## Task material
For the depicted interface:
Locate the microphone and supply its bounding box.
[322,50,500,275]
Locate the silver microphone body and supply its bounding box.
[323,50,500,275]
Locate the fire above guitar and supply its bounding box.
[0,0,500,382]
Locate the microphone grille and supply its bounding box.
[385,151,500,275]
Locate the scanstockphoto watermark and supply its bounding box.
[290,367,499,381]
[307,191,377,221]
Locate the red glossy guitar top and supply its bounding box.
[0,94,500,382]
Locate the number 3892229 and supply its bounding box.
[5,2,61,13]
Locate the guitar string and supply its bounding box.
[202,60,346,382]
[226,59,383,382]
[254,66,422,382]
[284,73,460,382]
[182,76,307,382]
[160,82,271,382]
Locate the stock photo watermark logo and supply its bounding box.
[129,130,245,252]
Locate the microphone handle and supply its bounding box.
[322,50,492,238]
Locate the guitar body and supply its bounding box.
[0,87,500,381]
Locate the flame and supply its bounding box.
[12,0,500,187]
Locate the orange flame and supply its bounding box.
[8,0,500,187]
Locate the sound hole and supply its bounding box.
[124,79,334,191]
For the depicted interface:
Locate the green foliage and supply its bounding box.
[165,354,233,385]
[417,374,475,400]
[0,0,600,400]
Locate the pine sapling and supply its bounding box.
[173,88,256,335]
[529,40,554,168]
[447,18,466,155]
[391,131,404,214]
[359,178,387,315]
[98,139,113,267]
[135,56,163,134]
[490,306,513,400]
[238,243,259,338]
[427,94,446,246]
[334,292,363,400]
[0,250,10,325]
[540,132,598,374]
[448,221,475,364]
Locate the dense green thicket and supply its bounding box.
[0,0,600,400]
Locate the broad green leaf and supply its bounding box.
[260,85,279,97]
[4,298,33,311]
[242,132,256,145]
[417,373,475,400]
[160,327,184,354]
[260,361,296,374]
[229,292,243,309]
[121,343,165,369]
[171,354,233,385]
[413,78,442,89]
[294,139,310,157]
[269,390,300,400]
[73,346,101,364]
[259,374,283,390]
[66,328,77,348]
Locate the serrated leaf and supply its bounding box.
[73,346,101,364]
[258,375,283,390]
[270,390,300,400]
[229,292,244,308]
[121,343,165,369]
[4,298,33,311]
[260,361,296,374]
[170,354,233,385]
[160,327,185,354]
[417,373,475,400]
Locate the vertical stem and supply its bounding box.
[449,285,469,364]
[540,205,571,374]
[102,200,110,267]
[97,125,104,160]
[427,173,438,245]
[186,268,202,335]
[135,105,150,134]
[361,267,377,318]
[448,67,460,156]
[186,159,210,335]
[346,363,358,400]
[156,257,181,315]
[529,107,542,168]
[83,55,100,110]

## Required task
Recast the part of the records above that opens with the line containing "Locate the guitar string" and closes with the line containing "[0,87,500,381]" as a numbered list, one line per item, with both of those lines included. Leave out any blank lines.

## Problem solution
1. Locate the guitar string and supply its bounding box.
2. [202,60,346,382]
3. [226,59,383,382]
4. [254,66,422,382]
5. [284,73,460,382]
6. [182,76,307,382]
7. [160,82,271,382]
8. Locate the stock photo watermark logo and supply its bounding box.
9. [129,130,245,252]
10. Locate the microphone handle and supply its bounding box.
11. [322,50,492,238]
12. Locate the guitar body and supply its bounding box.
13. [0,87,500,381]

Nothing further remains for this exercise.